Repeat the listing below in full, exactly as it stands.

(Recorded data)
------------------------------
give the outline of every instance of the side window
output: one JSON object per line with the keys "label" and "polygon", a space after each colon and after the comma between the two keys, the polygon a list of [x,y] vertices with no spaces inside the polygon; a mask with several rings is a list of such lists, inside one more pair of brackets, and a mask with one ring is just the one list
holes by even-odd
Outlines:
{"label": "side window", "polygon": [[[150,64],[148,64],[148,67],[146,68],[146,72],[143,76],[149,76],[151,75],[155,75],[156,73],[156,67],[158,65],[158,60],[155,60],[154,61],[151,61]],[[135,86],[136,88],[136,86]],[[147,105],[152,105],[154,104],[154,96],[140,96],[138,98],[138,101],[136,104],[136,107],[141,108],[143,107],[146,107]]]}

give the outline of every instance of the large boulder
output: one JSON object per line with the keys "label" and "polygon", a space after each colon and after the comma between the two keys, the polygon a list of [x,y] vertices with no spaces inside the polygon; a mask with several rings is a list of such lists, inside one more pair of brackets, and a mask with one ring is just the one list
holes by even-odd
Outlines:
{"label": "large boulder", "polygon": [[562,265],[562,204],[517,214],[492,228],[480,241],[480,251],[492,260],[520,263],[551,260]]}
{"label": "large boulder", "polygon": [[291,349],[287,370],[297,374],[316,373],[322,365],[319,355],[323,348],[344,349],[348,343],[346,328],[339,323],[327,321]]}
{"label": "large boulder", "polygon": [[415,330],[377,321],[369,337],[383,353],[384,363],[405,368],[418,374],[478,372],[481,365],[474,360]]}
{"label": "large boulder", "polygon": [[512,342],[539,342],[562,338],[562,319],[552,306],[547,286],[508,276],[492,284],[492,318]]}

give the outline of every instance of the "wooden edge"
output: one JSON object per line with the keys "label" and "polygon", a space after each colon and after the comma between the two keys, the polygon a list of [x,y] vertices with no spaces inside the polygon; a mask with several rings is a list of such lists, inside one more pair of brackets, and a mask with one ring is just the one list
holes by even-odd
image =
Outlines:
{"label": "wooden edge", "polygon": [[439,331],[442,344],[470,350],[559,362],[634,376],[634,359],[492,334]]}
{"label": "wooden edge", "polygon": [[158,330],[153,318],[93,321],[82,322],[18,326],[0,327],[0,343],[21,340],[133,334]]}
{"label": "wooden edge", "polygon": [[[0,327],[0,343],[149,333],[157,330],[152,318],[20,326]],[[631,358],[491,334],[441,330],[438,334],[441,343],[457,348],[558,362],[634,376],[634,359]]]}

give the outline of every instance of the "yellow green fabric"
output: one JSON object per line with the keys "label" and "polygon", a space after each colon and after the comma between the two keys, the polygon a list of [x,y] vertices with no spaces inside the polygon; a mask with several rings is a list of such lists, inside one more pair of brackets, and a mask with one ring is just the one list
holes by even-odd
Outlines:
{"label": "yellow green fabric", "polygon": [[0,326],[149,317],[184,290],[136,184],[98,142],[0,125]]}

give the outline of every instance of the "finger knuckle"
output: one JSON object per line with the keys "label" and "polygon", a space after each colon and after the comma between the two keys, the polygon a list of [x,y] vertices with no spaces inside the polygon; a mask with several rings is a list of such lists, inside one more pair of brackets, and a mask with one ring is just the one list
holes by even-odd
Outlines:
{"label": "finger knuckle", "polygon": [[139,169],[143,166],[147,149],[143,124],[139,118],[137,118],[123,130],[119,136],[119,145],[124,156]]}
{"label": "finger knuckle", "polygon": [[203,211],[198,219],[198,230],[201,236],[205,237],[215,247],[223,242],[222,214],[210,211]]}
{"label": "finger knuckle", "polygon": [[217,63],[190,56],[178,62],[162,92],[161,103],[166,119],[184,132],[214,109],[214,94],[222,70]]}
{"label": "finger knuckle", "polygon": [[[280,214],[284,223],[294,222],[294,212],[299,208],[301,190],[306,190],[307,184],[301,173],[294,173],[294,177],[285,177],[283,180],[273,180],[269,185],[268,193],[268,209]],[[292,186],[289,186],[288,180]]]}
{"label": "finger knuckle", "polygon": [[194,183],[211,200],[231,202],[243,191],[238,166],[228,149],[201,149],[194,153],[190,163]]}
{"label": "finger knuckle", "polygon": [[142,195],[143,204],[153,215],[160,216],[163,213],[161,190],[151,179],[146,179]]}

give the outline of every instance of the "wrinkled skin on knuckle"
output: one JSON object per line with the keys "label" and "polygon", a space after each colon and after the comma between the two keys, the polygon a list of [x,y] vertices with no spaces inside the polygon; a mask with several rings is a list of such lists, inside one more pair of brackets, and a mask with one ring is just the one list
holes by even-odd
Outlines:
------------------------------
▶ [Completed task]:
give the outline of every instance of the side window
output: one JSON object per line with the keys "label" and "polygon", a space after each colon and after the comma between the two keys, the polygon a list of [x,y] vertices with no spaces inside the polygon; a mask with several rings is a list of such lists, inside one more pair of brackets, and a mask with one ring is just the one list
holes by even-odd
Outlines:
{"label": "side window", "polygon": [[[150,64],[148,64],[148,67],[146,68],[146,72],[143,76],[149,76],[151,75],[155,75],[156,73],[156,67],[158,65],[158,60],[155,60],[154,61],[151,61]],[[135,86],[136,88],[136,86]],[[147,105],[152,105],[154,104],[154,96],[140,96],[138,98],[138,101],[136,104],[136,107],[141,108],[143,107],[146,107]]]}

give the outline of every instance of the large boulder
output: one JSON object per line with the keys "label" and "polygon", a space after each colon and after the comma between the two keys, the polygon a list of [x,y] vertices with no spaces inside the polygon; a mask with several rings is a list of such lists, inside one more pair of brackets, and a mask with one ring is just the one list
holes by even-odd
Outlines:
{"label": "large boulder", "polygon": [[562,265],[562,204],[517,214],[492,228],[480,241],[480,251],[492,260],[520,263],[551,260]]}
{"label": "large boulder", "polygon": [[291,349],[287,370],[297,374],[316,373],[322,365],[319,355],[323,348],[344,349],[348,343],[346,328],[339,323],[327,321]]}
{"label": "large boulder", "polygon": [[415,330],[377,321],[369,337],[383,353],[384,363],[405,368],[418,374],[478,372],[481,365],[474,360]]}
{"label": "large boulder", "polygon": [[512,342],[539,342],[562,338],[562,319],[552,306],[547,286],[508,276],[492,284],[492,318]]}

give the outline of every instance of the "wooden edge"
output: one JSON object per line with the keys "label" and "polygon", a space after each colon and after the comma between the two keys, the polygon a list of [x,y] vertices with no spaces inside the polygon; a mask with several rings is a list of such lists, inside one more pair of brackets, and a mask with one ring is just the one list
holes by even-odd
image =
Outlines:
{"label": "wooden edge", "polygon": [[439,331],[442,344],[470,350],[559,362],[634,376],[634,359],[492,334]]}
{"label": "wooden edge", "polygon": [[158,330],[153,318],[93,321],[82,322],[18,326],[0,327],[0,343],[21,340],[133,334]]}
{"label": "wooden edge", "polygon": [[[0,327],[0,343],[149,333],[157,330],[152,318],[20,326]],[[631,358],[491,334],[441,330],[438,334],[441,343],[457,348],[558,362],[634,376],[634,359]]]}

give the outline of every instance of the "yellow green fabric"
output: one JSON object per line with the keys "label" and "polygon", a space after each colon and after the comma between the two keys, the polygon a list of [x,y] vertices with no spaces inside the polygon; a mask with several rings is a list of such lists, inside one more pair of brackets, and a mask with one ring is just the one list
holes by even-odd
Outlines:
{"label": "yellow green fabric", "polygon": [[0,326],[149,317],[184,290],[136,184],[98,142],[0,125]]}

give the outline of every instance of the "finger knuckle"
output: one JSON object per line with the keys "label" and "polygon", a space after each colon and after the comma between the two keys, the polygon a list of [x,y] vertices with no spaces inside the polygon; a mask with several rings is a list of such lists, inside one more pair of brackets, and a mask with one ring is just the one list
holes by even-odd
Outlines:
{"label": "finger knuckle", "polygon": [[139,169],[143,166],[147,149],[143,124],[139,118],[137,118],[123,130],[119,136],[119,145],[124,156]]}
{"label": "finger knuckle", "polygon": [[203,211],[198,219],[198,230],[201,236],[205,237],[215,247],[223,242],[222,214],[210,211]]}
{"label": "finger knuckle", "polygon": [[217,63],[190,56],[178,62],[162,92],[161,103],[166,119],[184,132],[214,109],[214,94],[222,70]]}
{"label": "finger knuckle", "polygon": [[[280,214],[284,223],[294,222],[294,212],[299,208],[301,190],[306,190],[307,184],[301,173],[294,173],[294,177],[285,177],[283,180],[273,180],[269,185],[268,193],[268,209]],[[292,186],[289,186],[288,180]]]}
{"label": "finger knuckle", "polygon": [[194,183],[211,200],[231,202],[243,191],[238,166],[228,149],[201,149],[194,153],[190,163]]}
{"label": "finger knuckle", "polygon": [[142,195],[143,204],[153,215],[160,216],[163,213],[161,190],[151,179],[146,179]]}

give the outline of every instance of the "wrinkled skin on knuckle"
output: one JSON object per line with the keys "label" and "polygon", a space after each colon and after the comma between the two keys, the polygon a list of [x,y] vertices with no spaces inside the polygon; a mask with several rings is a list of such lists, inside one more pair of brackets, and a mask with one ring is just the one list
holes by even-odd
Outlines:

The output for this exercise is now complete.